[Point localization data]
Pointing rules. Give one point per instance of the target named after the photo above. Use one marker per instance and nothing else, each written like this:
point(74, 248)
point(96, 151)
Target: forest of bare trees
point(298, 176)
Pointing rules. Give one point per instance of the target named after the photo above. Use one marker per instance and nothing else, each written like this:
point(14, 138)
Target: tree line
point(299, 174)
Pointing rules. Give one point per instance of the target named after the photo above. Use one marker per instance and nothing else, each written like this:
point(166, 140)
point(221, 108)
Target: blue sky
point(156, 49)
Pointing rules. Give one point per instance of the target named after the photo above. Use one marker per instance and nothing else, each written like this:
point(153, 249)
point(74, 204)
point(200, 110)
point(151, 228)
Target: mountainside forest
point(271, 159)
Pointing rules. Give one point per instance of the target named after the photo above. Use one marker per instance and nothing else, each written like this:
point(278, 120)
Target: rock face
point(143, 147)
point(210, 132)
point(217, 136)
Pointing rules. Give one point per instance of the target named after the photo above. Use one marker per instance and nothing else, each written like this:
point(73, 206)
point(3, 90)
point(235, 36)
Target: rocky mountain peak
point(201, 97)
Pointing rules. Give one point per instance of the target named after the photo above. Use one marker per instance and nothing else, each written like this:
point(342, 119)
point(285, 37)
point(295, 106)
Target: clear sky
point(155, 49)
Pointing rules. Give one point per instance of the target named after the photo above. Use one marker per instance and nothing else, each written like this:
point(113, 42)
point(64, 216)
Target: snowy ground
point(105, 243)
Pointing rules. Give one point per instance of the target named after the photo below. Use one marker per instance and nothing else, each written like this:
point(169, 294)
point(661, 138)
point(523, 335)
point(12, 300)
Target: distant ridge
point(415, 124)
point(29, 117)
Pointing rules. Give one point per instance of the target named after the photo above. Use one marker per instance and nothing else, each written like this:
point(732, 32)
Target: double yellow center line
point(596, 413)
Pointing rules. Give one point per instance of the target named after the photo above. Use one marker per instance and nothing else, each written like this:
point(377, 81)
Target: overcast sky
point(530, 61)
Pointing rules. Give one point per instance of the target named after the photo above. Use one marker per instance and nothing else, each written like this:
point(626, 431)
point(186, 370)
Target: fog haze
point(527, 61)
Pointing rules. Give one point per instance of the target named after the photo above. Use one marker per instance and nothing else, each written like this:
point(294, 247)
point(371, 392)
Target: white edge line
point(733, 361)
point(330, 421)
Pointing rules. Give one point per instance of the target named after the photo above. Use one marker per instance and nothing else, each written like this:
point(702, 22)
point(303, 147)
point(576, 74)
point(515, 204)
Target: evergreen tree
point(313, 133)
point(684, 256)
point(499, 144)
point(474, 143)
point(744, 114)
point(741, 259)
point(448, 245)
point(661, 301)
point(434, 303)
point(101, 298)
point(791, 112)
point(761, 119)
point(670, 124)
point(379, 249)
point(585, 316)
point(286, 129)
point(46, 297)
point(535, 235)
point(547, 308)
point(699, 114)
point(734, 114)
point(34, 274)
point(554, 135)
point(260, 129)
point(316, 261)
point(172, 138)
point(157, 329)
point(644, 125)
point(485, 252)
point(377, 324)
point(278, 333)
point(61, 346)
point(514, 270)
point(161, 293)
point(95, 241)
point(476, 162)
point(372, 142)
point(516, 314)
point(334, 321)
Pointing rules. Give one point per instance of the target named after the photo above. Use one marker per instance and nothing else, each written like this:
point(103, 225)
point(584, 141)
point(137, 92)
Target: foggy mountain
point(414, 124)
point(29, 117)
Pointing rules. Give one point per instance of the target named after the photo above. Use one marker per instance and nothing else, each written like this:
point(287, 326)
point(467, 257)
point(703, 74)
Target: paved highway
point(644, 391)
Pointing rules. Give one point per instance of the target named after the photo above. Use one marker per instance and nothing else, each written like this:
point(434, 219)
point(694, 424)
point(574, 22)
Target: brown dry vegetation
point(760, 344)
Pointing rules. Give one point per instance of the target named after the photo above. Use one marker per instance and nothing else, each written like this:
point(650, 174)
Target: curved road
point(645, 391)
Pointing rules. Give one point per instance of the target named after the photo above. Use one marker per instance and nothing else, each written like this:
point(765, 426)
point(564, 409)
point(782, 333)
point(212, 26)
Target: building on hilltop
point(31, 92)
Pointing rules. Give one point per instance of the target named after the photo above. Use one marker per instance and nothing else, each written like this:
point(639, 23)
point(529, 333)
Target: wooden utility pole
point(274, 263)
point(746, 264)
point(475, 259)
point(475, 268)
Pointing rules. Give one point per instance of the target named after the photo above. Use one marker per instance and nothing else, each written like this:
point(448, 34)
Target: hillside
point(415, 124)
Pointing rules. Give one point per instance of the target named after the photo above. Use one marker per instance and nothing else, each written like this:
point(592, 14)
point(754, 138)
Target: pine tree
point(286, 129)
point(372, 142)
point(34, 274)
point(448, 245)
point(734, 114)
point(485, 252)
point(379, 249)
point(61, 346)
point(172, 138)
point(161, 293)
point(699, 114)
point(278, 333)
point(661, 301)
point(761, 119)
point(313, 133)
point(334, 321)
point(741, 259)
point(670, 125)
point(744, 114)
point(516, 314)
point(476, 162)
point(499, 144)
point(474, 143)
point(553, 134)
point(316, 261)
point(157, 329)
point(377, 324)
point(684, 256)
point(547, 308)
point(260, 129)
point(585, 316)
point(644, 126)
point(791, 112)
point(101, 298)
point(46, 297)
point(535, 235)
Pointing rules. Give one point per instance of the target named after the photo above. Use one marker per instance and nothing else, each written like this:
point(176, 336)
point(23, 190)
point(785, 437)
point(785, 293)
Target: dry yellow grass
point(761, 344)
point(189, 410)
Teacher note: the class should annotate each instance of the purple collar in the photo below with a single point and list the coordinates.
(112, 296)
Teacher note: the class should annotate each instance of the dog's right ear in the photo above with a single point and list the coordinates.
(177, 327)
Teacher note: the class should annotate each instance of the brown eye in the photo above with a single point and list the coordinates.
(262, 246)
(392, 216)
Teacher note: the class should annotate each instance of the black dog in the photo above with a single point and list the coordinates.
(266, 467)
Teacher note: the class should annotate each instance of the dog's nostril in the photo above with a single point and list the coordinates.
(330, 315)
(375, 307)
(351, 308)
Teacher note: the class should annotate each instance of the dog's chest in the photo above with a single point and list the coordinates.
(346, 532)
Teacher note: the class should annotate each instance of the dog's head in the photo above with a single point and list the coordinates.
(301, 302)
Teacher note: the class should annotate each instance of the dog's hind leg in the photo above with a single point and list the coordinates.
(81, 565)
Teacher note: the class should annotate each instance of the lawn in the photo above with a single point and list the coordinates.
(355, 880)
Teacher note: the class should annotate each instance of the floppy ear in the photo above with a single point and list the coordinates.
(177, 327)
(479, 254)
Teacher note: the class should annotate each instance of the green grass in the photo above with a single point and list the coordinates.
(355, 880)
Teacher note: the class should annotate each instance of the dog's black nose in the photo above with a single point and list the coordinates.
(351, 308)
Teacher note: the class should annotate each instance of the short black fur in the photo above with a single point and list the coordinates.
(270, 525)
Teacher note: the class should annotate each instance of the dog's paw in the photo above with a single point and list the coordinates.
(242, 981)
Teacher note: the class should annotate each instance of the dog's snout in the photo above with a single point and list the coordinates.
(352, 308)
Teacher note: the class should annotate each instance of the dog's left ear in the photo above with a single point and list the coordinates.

Work instructions - The records are to be duplicated in full, with every word kept exactly.

Exercise solution -
Pointing rules. Give one point per instance of the target named after the photo above. Use one marker per instance and nothing else, each written like this:
point(74, 248)
point(96, 151)
Target: forest of bare trees
point(298, 176)
Pointing rules. Give one point per instance of the target named after the photo above. Use one marker per instance and nothing else, each written like this:
point(14, 138)
Target: tree line
point(299, 174)
Pointing rules. Give one point per instance of the target named after the photo above. Use one marker per instance and nothing else, each written like this:
point(166, 140)
point(221, 108)
Target: blue sky
point(156, 49)
Pointing rules. Give one point per instance of the target named after the photo above. Use one marker per instance and nothing else, each written like this:
point(153, 249)
point(74, 204)
point(200, 110)
point(151, 228)
Target: mountainside forest
point(271, 159)
Pointing rules. Give one point per instance of the target named after the photo above. Use one marker per instance and nothing else, each written like this:
point(278, 120)
Target: rock face
point(143, 147)
point(210, 132)
point(217, 136)
Pointing rules. Give one point per instance of the target named after the photo above. Use one marker per instance and nothing else, each written like this:
point(73, 206)
point(3, 90)
point(235, 36)
Target: rocky mountain peak
point(201, 97)
Pointing rules. Give one point per instance of the target named after the photo above. Use one marker per instance and nothing else, each written like this:
point(342, 119)
point(285, 37)
point(295, 106)
Target: clear sky
point(155, 49)
Pointing rules. Give one point per instance of the target named after the photo above. Use one marker per instance and nothing else, each written like this:
point(113, 42)
point(64, 216)
Target: snowy ground
point(105, 243)
Pointing rules. Give one point per instance of the target named after the photo below. Use one marker per instance and nothing else, each written like this:
point(169, 294)
point(661, 138)
point(523, 335)
point(12, 300)
Target: distant ridge
point(415, 124)
point(29, 117)
Pointing rules. Give one point per instance of the target named after the photo above. Use one marker per instance and nothing else, each written like this:
point(732, 32)
Target: double yellow center line
point(596, 413)
Pointing rules. Give one point per instance of the target named after the photo above. Use one marker per instance and nothing else, each written like this:
point(377, 81)
Target: overcast sky
point(530, 61)
Pointing rules. Give one point per instance of the target named after the photo above. Use one marker per instance and nothing else, each written like this:
point(626, 431)
point(186, 370)
Target: fog haze
point(527, 61)
Pointing rules. Give one point per instance of the target named after the photo above. Use one marker per instance and nothing else, each written like this:
point(294, 247)
point(371, 392)
Target: white edge line
point(733, 361)
point(330, 421)
Pointing rules. Give one point per instance of the target named after the photo above. Use one marker per instance and nothing else, each written like this:
point(702, 22)
point(303, 147)
point(576, 74)
point(515, 204)
Target: evergreen tree
point(313, 133)
point(684, 256)
point(499, 144)
point(474, 143)
point(744, 114)
point(741, 259)
point(448, 245)
point(661, 301)
point(434, 303)
point(101, 298)
point(791, 112)
point(761, 119)
point(670, 124)
point(379, 249)
point(585, 316)
point(286, 129)
point(46, 297)
point(535, 235)
point(547, 308)
point(699, 114)
point(734, 114)
point(34, 274)
point(554, 135)
point(260, 129)
point(316, 261)
point(172, 138)
point(157, 329)
point(644, 125)
point(485, 252)
point(377, 324)
point(278, 333)
point(61, 346)
point(514, 270)
point(161, 293)
point(95, 241)
point(476, 162)
point(372, 142)
point(516, 314)
point(334, 321)
Pointing rules. Give one point per instance of the target named after the photo above. Use one marker per instance and nothing else, each written like this:
point(103, 225)
point(584, 141)
point(137, 92)
Target: foggy mountain
point(414, 124)
point(29, 117)
Pointing rules. Give one point per instance of the target named after the photo above. Use one marker per instance and nothing else, each written like this:
point(287, 326)
point(467, 257)
point(703, 74)
Target: paved highway
point(644, 391)
Pointing rules. Give one point per instance of the target named after the photo above. Use one marker per instance and nothing else, each written like this:
point(434, 219)
point(694, 424)
point(574, 22)
Target: brown dry vegetation
point(760, 344)
Pointing rules. Give one point per instance of the target named after the photo above. Use one marker per instance and nothing else, each written like this:
point(650, 174)
Target: curved road
point(645, 391)
Pointing rules. Give one point per instance of the target named after the photo above. Use one marker per instance and nothing else, each written like this:
point(765, 426)
point(564, 409)
point(782, 333)
point(212, 26)
Target: building on hilltop
point(31, 92)
Pointing rules. Give one point per instance of the target named after the photo above. Use one marker per instance and nothing else, each written like this:
point(639, 23)
point(529, 333)
Target: wooden utility pole
point(274, 263)
point(746, 264)
point(475, 259)
point(475, 268)
Pointing rules. Give one point per instance of the target named after the photo above. Use one marker per instance and nothing else, each written like this:
point(448, 34)
Target: hillside
point(415, 124)
Pointing rules. Give one point per instance of the target named after the photo above. Use one marker per instance and nothing else, each written like this:
point(592, 14)
point(754, 138)
Target: pine tree
point(286, 129)
point(372, 142)
point(34, 274)
point(448, 245)
point(734, 114)
point(485, 252)
point(379, 249)
point(61, 346)
point(172, 138)
point(161, 293)
point(699, 114)
point(278, 333)
point(661, 301)
point(761, 119)
point(313, 133)
point(334, 321)
point(741, 259)
point(670, 125)
point(744, 114)
point(516, 314)
point(476, 162)
point(499, 144)
point(474, 143)
point(553, 134)
point(316, 261)
point(157, 329)
point(377, 324)
point(684, 256)
point(547, 308)
point(260, 129)
point(585, 316)
point(644, 126)
point(791, 112)
point(101, 298)
point(46, 297)
point(535, 235)
Pointing rules. Give one point per instance of the target named after the photo above. Use one marker per instance and nothing else, each written like this:
point(176, 336)
point(23, 190)
point(785, 437)
point(785, 293)
Target: dry yellow grass
point(761, 344)
point(189, 410)
Teacher note: the class should annotate each instance of the purple collar in the photo below with a single point and list the coordinates.
(112, 296)
Teacher note: the class should annotate each instance of the dog's right ear in the photo above with a single point and list the coordinates.
(177, 327)
Teacher note: the class should annotate each instance of the brown eye in the photo above with a single point and list the coordinates.
(262, 246)
(392, 216)
Teacher note: the class should annotate each instance of the black dog in the photo above with a single point and list the coordinates.
(266, 467)
Teacher note: the class should annotate each instance of the dog's nostril in the photo above with a single point and list the coordinates.
(330, 315)
(375, 307)
(351, 308)
Teacher note: the class should annotate each instance of the dog's chest in the photo above with a single point and list the coordinates.
(346, 532)
Teacher note: the class should annotate each instance of the dog's head in the photo above with a single point and list the coordinates.
(301, 302)
Teacher note: the class should annotate each instance of the dog's hind leg in the photo above with a single point and list the coordinates.
(81, 565)
Teacher note: the class should annotate each instance of the lawn in the photo above with a single point and list the coordinates.
(355, 880)
Teacher note: the class should annotate each instance of the floppy ear in the photo above with a single point and list the coordinates.
(177, 327)
(479, 254)
Teacher note: the class should annotate each instance of the green grass in the photo above with a single point and list the coordinates.
(355, 880)
Teacher note: the class should annotate each instance of the dog's black nose in the photo above with a single point and list the coordinates.
(351, 308)
Teacher note: the class should annotate each instance of the short black fur in the photo above with a single point and list the coordinates.
(270, 525)
Teacher note: the class should annotate each instance of the dog's paw in the photo above with a single point and list the coordinates.
(242, 981)
Teacher note: the class should annotate each instance of the dog's snout in the photo above with a single point and list the coordinates.
(352, 308)
Teacher note: the class should annotate each instance of the dog's left ear in the photo above with a single point and list the coordinates.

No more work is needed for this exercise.